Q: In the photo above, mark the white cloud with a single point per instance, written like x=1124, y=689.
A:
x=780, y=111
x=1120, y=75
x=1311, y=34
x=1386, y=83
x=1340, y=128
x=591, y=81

· · ·

**Your task:**
The records above should be repeated in full, exactly as given.

**Completed task:**
Q: In the photo above, mark the white cloud with a single point per instance, written like x=1124, y=689.
A:
x=780, y=111
x=1120, y=75
x=1311, y=34
x=1386, y=83
x=1340, y=128
x=591, y=81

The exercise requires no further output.